** Things to do **
• A. In the text on Yū Yū Hakusho, what was Toguro's relationship to Yusuke's trainer Genkai?
• B. Shorten the paragraph beginning "Toguro is the former friend and rival" in the text on Yū Yū Hakusho, keeping its main points.
• C. Pick up the text on Yū Yū Hakusho after its final sentence and write what follows.

** Text provided **
* BEGIN *

As YYH goes along, though, its creator Yoshihiro Togashi complicates this image, with each arc further suggesting that the path to power inevitably warps us in some way. This is most evident in the two arcs that form the middle chunk of the series – the epic Dark Tournament and the gory, angsty Chapter Black. The former is, as you probably guessed, a tournament that sees Team Urameshi take on a cavalcade of demons and fighters, all while building up to a clash between Yusuke and the hulking Younger Toguro.

Toguro is the former friend and rival of Yusuke’s trainer Genkai, but he abandoned their bond in the pursuit of strength, turning into a demon and alienating himself from whatever shreds of humanity a life spent training for battle allowed him. As his strength rises, his physical form morphs and mutates, his muscles becoming a hideous contrast to the bulging bodybuilder aesthetic found in the aforementioned Dragon Ball. It is a painful transformation, rendering any idea of wishful machismo as pure horror.

The fact that the tournament itself is overseen by rich fatcats and businessmen only adds to the idea that these displays of brutal, gold medal masculinity are easily corrupted. Toguro eventually loses against Yusuke, which provides him with an end that he desires. To be killed is the only finishing line he’s able to reconcile with, and on the way to the thousands of years of torture that awaits him in hell, Toguro tells Genkai to make sure that Yusuke doesn’t follow his track.

Yū Yū Hakusho became well-known for reframing itself, forcing us to reconsider everything we’ve seen through a new development or lens of morality. Toguro’s final comments mean that everything to come is doomed. Your mission to be the greatest warrior is a misguided one, and death will be its only stopping point. Second place will never be enough.

It’s this rumination on the typical idea of “getting stronger to fight stronger bad guys” that sets Yū Yū Hakusho apart from many of its peers. Often, we get slaps on the wrist regarding it, such as “It’s bad to fight so hard unless you’re doing it for your friends” or “It’s bad to be so strong unless you’re saving the world.” Yusuke is only motivated to beat Toguro after he thinks Toguro has murdered Kuwabara, but this “I’m doing it for the people I love” motivation ends up feeling hollow just one arc later.

* END *

** Data lines **
* BEGIN *

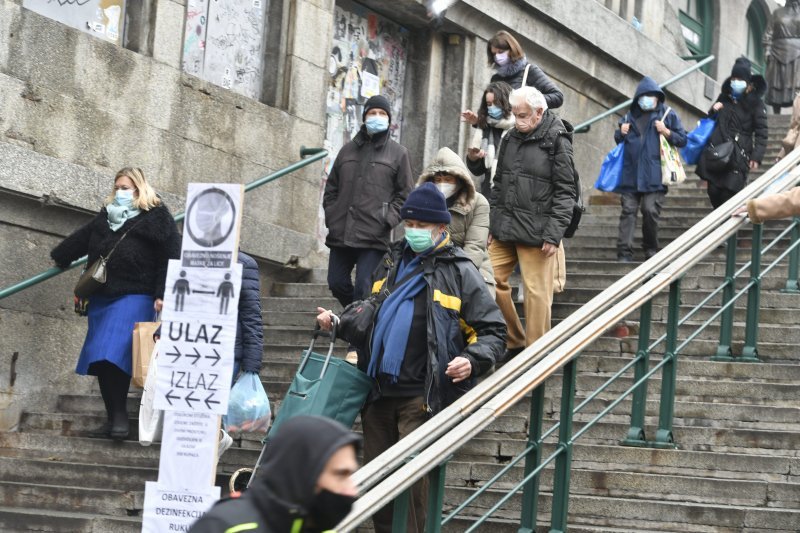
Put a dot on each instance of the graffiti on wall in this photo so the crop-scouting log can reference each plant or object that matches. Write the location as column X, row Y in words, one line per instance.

* END *

** In response **
• A. Toguro was Genkai's former friend and rival.

• B. Toguro, once Genkai's friend and rival, gave up that bond to pursue strength, becoming a demon and cutting himself off from what little humanity he had left. As he grows stronger, his body mutates into something hideous, unlike the bodybuilder look of Dragon Ball. The painful change turns the idea of wishful machismo into horror.

• C.
The Chapter Black story sees Yusuke taking on Shinobu Sensui, a former Spirit Detective who’d become disgusted by the entire operation when he recognized the cruelty and vengeance being inflicted on the demons that were supposed to be a kind of blanket “bad guy.” And to that point, most of the series paints demons with all-consuming ugliness. That Sensui is disturbed by their slaughter calls into question all of the victories that the audience has enjoyed to this point. So far we have rooted for Yusuke to annihilate the otherness that are these demons because they seemed pretty bad. And when Toguro lost his humanity, he became a demon, and losing your humanity is bad, right? But are demons bad? Are we inflicting punishment on evildoers or a group of creatures that we don’t understand?

That this point coincides with a scene where Yusuke breaks down, crying and pounding his fist at the earth because he’s frustrated with the idea that he’s now locked into a system of progressively higher stakes and stronger enemies, is likely no accident. He has become entangled in the thing that he was trying to escape from in the first place – a responsibility toward the world. To engage with it and its people. It’s almost akin to the “never turn your passion into your day job” mantra. Yusuke found release in the action antics of being a Spirit Detective, but when forced to consider the fact that he’s on an unstoppable trajectory toward an uncertain justice, he breaks down. We are not meant to fight forever.

Of course, there’s later plot reveals that Yusuke is actually half born from a demon’s bloodline, but these feel like icing on the cake after Chapter Black makes it clear that certain choices predestinate us for savagery. In fact, the only character that escapes his cycle is Kuwabara, who notoriously absconds from the group in the last act in order to focus and study. What’s often seen as a kind of narrative letdown is actually a rescue for our beloved boy. He gets no big final fight, but at least there’s a chance that he could be happy one day.

The final saga of Yū Yū Hakusho, the Three Kings storyline, is infamous. It feels incomplete, a fact that even Togashi is willing to admit. Ailed by continuous health problems and a demanding workload, he opted to end the series. Later, he’d apologize to its readers for the decision in an essay that’s hard to read at times. Togashi, like the characters of Yū Yū Hakusho, grapples with the expectations of their chosen forms and the idea that things need to get bigger and better. It makes Kuwabara’s decision all the more relatable, as it seems to mirror Togashi – sometimes you have to quit the thing you love the most. Sometimes you have to save yourself.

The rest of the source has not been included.